To be done:
Identify every line in the entries below that contains the string "branch" and copy each one. Matching is case-sensitive.

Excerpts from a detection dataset
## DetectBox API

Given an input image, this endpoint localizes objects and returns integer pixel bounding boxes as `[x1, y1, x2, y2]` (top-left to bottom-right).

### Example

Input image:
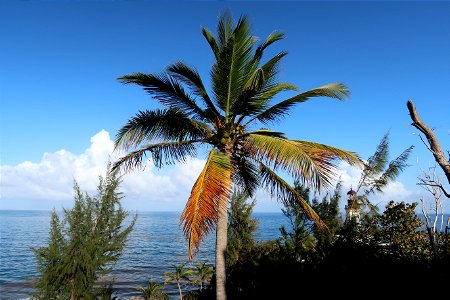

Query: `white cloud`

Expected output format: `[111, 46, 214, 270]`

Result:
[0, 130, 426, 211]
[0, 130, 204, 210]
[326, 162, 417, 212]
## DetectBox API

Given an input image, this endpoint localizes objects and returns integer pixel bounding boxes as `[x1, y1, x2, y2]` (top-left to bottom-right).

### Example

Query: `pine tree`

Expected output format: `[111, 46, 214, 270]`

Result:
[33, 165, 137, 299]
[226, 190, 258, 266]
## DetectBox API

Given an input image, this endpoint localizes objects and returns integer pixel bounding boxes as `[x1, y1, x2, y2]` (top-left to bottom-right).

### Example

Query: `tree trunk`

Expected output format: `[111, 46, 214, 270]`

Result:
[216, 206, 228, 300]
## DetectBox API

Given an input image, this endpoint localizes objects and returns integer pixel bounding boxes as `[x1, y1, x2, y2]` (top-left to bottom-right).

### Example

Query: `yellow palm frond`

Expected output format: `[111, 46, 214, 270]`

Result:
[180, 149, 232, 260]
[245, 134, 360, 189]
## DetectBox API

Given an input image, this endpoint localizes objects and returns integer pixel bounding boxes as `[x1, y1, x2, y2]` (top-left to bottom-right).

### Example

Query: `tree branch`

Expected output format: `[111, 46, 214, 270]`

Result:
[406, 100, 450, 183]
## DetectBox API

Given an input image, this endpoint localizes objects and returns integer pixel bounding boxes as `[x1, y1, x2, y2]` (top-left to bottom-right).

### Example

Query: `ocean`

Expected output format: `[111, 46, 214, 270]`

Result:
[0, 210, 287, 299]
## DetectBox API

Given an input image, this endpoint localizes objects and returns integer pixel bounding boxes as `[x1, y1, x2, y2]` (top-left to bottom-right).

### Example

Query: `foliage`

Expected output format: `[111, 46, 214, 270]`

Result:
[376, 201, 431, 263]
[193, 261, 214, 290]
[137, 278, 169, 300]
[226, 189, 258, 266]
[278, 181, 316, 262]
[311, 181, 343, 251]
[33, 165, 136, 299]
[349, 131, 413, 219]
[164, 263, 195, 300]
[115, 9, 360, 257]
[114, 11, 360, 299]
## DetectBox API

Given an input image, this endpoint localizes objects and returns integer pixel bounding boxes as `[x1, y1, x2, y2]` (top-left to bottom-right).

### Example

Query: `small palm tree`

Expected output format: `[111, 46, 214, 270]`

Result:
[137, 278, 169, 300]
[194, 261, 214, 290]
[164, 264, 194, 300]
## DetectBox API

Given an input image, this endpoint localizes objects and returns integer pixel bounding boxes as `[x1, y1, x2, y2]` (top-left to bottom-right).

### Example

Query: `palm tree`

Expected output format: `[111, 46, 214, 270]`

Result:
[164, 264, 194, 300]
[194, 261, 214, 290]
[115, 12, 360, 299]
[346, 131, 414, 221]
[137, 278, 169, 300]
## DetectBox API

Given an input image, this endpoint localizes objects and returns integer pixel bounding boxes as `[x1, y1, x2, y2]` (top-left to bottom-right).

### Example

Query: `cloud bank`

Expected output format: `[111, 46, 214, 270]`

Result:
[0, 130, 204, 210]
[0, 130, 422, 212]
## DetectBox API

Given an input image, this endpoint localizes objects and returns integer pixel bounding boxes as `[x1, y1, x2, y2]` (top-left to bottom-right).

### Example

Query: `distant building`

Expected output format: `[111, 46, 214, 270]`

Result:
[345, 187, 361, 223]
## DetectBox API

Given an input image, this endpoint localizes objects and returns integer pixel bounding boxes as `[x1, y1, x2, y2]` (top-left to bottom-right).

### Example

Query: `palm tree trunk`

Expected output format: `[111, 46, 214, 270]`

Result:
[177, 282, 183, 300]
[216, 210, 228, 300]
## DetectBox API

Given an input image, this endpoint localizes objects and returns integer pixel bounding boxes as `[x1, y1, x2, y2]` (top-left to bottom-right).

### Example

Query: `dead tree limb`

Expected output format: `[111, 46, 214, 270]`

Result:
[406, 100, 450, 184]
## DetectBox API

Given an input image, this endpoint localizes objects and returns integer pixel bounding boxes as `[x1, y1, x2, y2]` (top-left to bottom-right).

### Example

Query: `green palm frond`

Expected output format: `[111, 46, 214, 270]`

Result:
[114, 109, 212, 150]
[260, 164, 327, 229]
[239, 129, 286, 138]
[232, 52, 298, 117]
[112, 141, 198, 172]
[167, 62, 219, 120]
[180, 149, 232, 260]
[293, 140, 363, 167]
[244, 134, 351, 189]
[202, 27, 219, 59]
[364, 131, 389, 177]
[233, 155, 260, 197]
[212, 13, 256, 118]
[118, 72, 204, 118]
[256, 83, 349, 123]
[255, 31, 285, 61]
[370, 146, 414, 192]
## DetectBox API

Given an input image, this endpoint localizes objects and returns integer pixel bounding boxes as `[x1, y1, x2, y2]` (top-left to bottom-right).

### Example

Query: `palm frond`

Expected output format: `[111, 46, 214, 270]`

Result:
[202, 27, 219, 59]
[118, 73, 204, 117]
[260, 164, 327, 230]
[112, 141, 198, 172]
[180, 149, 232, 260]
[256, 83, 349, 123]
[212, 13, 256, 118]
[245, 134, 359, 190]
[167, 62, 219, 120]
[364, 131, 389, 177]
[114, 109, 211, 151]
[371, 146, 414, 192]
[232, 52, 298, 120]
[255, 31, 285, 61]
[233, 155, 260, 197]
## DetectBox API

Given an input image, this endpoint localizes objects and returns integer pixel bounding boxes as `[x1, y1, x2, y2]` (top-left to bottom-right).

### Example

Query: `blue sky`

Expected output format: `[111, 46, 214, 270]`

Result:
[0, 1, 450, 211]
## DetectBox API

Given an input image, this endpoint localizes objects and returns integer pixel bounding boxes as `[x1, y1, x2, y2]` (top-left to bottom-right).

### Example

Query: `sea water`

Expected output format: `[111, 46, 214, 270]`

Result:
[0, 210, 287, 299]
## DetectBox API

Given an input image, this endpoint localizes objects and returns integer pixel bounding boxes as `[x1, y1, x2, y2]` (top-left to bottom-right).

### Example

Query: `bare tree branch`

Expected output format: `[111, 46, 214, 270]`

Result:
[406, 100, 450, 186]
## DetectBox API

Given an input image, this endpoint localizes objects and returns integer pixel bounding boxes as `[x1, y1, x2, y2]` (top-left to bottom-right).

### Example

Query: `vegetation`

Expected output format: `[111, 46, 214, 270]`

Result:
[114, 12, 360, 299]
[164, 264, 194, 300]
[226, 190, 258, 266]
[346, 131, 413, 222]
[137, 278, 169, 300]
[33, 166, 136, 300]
---
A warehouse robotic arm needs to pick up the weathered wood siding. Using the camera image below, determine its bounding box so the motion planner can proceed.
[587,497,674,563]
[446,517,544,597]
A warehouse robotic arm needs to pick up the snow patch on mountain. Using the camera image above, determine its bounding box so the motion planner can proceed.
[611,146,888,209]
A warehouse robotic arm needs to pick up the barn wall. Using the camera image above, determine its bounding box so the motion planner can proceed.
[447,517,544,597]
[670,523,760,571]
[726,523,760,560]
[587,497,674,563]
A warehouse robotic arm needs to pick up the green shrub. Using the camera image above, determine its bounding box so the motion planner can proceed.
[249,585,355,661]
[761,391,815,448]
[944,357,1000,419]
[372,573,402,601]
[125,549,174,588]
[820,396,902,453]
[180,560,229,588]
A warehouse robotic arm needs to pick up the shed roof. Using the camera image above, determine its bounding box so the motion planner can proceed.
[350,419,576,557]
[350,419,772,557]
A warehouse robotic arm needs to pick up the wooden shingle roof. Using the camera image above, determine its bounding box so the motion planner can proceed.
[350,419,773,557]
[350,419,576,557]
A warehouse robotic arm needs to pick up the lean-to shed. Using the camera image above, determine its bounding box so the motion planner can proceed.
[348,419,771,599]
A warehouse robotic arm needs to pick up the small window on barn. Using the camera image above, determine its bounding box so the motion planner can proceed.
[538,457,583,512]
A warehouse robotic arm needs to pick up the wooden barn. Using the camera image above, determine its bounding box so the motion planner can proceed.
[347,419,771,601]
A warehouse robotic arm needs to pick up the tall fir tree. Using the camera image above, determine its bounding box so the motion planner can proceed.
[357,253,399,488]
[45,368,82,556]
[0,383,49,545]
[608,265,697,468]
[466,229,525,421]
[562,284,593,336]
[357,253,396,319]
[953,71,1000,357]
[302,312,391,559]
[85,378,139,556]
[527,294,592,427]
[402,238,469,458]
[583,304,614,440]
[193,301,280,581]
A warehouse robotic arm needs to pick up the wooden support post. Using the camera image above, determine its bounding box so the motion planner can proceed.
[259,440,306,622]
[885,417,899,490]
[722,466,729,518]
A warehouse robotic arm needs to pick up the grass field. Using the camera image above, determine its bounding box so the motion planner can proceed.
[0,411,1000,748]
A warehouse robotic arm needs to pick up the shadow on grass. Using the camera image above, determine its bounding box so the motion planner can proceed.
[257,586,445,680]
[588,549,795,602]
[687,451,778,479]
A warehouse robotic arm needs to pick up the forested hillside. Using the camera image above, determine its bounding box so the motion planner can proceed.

Output for this task:
Query: `tree branch`
Query: `bare tree branch`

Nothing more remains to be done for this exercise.